> [Supplied data]:
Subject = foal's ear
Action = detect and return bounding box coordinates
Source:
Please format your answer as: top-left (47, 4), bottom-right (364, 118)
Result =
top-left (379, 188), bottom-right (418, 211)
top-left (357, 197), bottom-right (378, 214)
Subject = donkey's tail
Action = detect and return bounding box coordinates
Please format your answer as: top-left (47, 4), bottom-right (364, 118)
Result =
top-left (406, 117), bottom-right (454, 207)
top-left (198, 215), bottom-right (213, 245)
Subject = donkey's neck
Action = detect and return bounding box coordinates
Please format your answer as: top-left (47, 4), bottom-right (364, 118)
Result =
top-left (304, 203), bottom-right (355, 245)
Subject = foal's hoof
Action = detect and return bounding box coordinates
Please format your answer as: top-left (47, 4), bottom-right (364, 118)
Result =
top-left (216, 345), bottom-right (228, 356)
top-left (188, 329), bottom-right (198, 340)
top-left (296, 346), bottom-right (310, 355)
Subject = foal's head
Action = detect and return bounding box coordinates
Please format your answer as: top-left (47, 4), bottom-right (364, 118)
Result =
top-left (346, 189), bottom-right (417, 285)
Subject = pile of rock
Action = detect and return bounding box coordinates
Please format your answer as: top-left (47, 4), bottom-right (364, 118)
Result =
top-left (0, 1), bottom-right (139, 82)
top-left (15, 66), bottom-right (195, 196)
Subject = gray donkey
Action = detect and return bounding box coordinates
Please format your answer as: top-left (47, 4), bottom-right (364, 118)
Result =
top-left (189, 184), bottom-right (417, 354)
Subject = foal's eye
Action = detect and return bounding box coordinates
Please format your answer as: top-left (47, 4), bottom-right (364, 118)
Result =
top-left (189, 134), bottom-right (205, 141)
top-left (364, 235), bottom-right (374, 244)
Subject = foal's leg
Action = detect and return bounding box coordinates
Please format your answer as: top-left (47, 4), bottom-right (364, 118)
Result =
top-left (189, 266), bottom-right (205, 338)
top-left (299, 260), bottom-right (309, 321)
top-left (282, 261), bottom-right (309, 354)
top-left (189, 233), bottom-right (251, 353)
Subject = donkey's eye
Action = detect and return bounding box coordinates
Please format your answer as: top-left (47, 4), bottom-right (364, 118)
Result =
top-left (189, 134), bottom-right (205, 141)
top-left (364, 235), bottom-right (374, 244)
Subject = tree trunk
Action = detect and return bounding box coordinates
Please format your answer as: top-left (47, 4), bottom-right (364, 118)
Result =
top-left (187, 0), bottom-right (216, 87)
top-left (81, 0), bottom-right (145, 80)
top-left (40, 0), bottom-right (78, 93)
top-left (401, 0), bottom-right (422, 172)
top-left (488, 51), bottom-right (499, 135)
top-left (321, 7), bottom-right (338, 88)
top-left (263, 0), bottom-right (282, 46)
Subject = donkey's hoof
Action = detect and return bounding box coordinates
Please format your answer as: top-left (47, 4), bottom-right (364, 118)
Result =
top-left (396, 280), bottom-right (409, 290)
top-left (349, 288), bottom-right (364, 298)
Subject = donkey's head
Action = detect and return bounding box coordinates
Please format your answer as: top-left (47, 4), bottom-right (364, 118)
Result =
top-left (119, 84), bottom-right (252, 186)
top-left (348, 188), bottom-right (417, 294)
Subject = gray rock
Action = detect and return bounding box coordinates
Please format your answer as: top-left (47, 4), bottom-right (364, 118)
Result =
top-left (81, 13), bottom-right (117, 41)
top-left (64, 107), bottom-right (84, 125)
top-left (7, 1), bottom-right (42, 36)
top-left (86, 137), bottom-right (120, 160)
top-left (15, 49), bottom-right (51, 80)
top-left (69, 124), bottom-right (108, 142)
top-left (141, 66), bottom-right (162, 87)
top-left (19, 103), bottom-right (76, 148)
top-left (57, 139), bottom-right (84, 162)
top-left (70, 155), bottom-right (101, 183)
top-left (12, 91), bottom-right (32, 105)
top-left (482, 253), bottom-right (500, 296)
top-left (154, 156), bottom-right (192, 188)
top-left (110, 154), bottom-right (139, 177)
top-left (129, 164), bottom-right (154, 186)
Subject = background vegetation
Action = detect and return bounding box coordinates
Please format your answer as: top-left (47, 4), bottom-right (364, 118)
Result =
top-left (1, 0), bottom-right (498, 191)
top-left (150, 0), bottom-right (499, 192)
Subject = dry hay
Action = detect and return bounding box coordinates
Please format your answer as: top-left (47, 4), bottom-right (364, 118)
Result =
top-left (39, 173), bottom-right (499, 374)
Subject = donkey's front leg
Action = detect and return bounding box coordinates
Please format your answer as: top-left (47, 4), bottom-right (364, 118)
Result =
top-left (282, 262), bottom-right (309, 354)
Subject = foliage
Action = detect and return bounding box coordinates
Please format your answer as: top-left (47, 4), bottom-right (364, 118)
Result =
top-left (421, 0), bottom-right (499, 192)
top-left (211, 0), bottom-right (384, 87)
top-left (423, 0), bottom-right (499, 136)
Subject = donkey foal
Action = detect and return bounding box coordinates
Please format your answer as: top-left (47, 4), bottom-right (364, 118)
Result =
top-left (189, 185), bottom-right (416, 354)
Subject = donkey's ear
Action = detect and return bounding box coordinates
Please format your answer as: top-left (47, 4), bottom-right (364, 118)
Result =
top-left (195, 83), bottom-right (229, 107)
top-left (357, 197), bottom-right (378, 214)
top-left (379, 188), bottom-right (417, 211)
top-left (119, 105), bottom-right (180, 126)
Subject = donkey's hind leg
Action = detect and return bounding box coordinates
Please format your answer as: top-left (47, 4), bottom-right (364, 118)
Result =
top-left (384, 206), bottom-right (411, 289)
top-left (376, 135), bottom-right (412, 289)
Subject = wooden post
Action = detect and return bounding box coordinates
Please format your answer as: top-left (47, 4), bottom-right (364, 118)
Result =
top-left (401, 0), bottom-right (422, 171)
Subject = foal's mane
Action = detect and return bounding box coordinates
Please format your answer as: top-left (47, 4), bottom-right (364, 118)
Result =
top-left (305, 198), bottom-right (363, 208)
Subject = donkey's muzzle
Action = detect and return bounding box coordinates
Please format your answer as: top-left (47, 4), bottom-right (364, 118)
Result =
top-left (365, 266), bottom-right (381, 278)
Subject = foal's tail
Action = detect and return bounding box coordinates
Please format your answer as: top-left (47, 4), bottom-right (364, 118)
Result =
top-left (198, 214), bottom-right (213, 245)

> [What to do]: In the material above, find every line that has the string "head" and pull those lines out.

> [Answer section]:
Subject = foal's head
Subject = donkey's head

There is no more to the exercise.